■ **YOUR TASK**:
In the entries below, find the line containing "Target: potted plant", then copy it and every later line exactly, ending with the last line.
━━━━━━━━━━━━━━━━━━━━
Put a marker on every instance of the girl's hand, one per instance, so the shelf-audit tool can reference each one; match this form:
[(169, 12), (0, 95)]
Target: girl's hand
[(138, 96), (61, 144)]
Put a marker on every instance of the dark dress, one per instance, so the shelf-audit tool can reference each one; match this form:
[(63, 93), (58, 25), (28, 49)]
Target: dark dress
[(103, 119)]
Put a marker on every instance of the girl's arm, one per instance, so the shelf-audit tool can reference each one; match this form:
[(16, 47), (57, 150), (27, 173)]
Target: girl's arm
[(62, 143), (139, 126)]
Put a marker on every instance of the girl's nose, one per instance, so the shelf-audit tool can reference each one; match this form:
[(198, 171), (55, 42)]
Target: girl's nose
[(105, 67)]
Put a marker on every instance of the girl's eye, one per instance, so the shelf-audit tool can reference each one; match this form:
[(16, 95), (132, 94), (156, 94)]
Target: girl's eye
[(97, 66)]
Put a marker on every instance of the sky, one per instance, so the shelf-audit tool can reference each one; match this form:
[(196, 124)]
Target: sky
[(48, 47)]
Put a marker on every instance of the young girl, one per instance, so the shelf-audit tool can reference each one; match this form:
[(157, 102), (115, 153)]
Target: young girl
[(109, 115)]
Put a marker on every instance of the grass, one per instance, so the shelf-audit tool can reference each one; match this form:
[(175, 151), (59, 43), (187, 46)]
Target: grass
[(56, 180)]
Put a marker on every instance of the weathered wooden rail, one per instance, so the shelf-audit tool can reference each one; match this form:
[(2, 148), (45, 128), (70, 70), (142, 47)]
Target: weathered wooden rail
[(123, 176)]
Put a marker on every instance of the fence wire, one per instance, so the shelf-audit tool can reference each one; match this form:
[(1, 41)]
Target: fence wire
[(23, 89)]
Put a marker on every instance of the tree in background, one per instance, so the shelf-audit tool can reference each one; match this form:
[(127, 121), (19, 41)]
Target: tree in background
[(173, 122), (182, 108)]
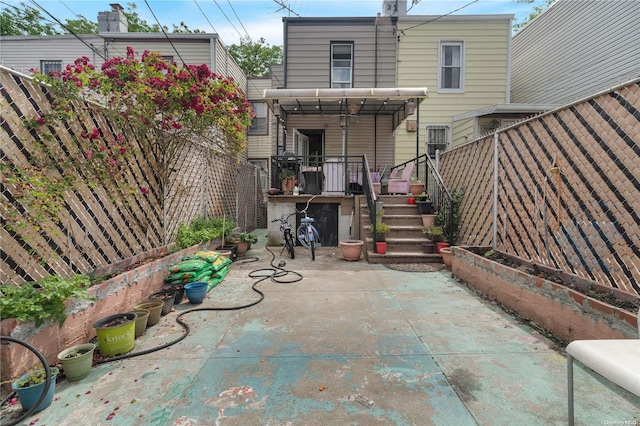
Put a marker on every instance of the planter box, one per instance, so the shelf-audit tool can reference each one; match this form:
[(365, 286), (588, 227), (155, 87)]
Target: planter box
[(566, 313), (114, 295)]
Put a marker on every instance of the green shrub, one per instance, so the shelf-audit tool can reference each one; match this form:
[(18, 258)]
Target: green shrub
[(41, 300), (201, 230)]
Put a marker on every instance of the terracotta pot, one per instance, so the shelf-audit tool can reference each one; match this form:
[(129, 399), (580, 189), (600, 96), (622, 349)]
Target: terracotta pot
[(429, 248), (351, 249), (428, 220), (446, 256)]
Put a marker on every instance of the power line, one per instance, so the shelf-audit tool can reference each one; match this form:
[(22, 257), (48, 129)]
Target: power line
[(205, 16), (234, 12), (440, 17), (284, 6), (90, 46), (225, 15)]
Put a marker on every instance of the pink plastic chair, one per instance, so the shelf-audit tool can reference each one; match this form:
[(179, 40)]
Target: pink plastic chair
[(402, 184)]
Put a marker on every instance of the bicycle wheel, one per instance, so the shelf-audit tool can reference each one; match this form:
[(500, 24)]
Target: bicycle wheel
[(288, 242), (302, 236)]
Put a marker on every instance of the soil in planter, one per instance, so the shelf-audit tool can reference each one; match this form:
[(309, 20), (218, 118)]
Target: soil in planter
[(77, 353), (602, 295), (115, 322)]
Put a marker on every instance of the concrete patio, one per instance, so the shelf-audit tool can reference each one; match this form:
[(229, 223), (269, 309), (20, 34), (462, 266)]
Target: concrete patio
[(351, 343)]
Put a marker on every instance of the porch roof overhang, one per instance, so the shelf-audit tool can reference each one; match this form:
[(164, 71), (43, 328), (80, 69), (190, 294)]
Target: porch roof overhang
[(505, 109), (353, 101)]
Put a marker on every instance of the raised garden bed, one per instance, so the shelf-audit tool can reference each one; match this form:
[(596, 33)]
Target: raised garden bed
[(567, 306), (124, 284)]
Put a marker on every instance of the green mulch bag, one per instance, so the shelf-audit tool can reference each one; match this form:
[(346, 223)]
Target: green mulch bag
[(204, 276), (189, 265), (221, 262)]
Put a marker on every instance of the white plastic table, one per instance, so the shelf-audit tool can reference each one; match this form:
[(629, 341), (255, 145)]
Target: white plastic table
[(616, 360)]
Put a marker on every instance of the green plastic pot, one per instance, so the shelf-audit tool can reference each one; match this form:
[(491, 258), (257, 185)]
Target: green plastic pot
[(29, 395), (117, 339), (79, 366)]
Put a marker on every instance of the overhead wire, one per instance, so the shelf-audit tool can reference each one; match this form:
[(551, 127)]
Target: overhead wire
[(89, 45), (229, 20), (169, 40), (238, 18), (205, 16), (440, 17)]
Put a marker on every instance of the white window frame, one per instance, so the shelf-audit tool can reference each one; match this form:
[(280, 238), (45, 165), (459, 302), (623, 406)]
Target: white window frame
[(442, 66), (433, 146), (342, 83), (263, 130), (52, 64)]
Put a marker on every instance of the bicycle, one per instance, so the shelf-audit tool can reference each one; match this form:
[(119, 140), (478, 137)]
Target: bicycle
[(287, 237), (307, 233)]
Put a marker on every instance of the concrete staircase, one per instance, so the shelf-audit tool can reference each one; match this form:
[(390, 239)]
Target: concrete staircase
[(405, 237)]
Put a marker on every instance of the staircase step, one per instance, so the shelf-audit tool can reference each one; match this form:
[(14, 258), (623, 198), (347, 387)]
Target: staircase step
[(398, 257)]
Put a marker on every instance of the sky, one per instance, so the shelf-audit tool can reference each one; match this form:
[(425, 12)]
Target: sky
[(232, 19)]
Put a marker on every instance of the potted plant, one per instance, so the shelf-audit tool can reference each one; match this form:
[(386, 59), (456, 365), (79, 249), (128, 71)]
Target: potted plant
[(416, 186), (29, 388), (381, 242), (424, 203), (116, 333), (77, 361), (351, 249), (288, 179)]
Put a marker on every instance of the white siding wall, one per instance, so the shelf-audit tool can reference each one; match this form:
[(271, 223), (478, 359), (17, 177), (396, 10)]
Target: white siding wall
[(486, 56), (25, 53), (308, 48), (575, 49)]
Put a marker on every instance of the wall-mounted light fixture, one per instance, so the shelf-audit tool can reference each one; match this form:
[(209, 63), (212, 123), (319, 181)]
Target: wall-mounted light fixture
[(411, 107)]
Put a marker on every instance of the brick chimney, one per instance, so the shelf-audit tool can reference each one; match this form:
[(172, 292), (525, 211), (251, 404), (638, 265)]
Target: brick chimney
[(113, 21), (394, 7)]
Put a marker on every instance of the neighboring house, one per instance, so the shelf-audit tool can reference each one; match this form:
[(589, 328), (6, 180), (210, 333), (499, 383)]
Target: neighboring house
[(574, 49), (52, 53), (464, 61), (259, 145)]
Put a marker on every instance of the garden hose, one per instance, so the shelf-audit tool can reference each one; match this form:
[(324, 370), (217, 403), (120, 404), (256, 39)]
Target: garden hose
[(275, 273), (47, 381)]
━━━━━━━━━━━━━━━━━━━━
■ **ANSWER SECTION**:
Target: potted plant
[(416, 186), (29, 388), (381, 242), (424, 203), (116, 333), (77, 361), (351, 249), (288, 179)]
Put a marker on every instance of the white siding wall, one per instance, so the shelf-audit tool can reference each one; match this form:
[(271, 223), (478, 359), (17, 177), (396, 10)]
Target: white siding wall
[(486, 56), (25, 53), (308, 48), (575, 49)]
Put a marker on every instance of the wall-mounted light fixture, one per instance, so the shelf-audit tool can reference each one; match this form:
[(209, 63), (212, 123), (319, 181)]
Target: wall-mounted light fixture
[(411, 107)]
Put a marker on every instance of the brick chimney, one per instance, so the shelf-audit tool can reference each one; match this form:
[(172, 292), (525, 211), (251, 404), (638, 265)]
Target: brick chimney
[(113, 21), (394, 7)]
Put a marker on every instance of the neighboring house, one per instance, so the shelf-audit tool can reference each one; match this form:
[(589, 328), (6, 180), (210, 333), (499, 383)]
Target: neighboring house
[(574, 49), (52, 53), (464, 61), (259, 145)]
Put a marker on every instance of the garden hose, one per instance, so the shelf-audit tool can reference each one; match this form:
[(324, 370), (217, 403), (120, 404), (256, 39)]
Target: garden hose
[(275, 273), (47, 381)]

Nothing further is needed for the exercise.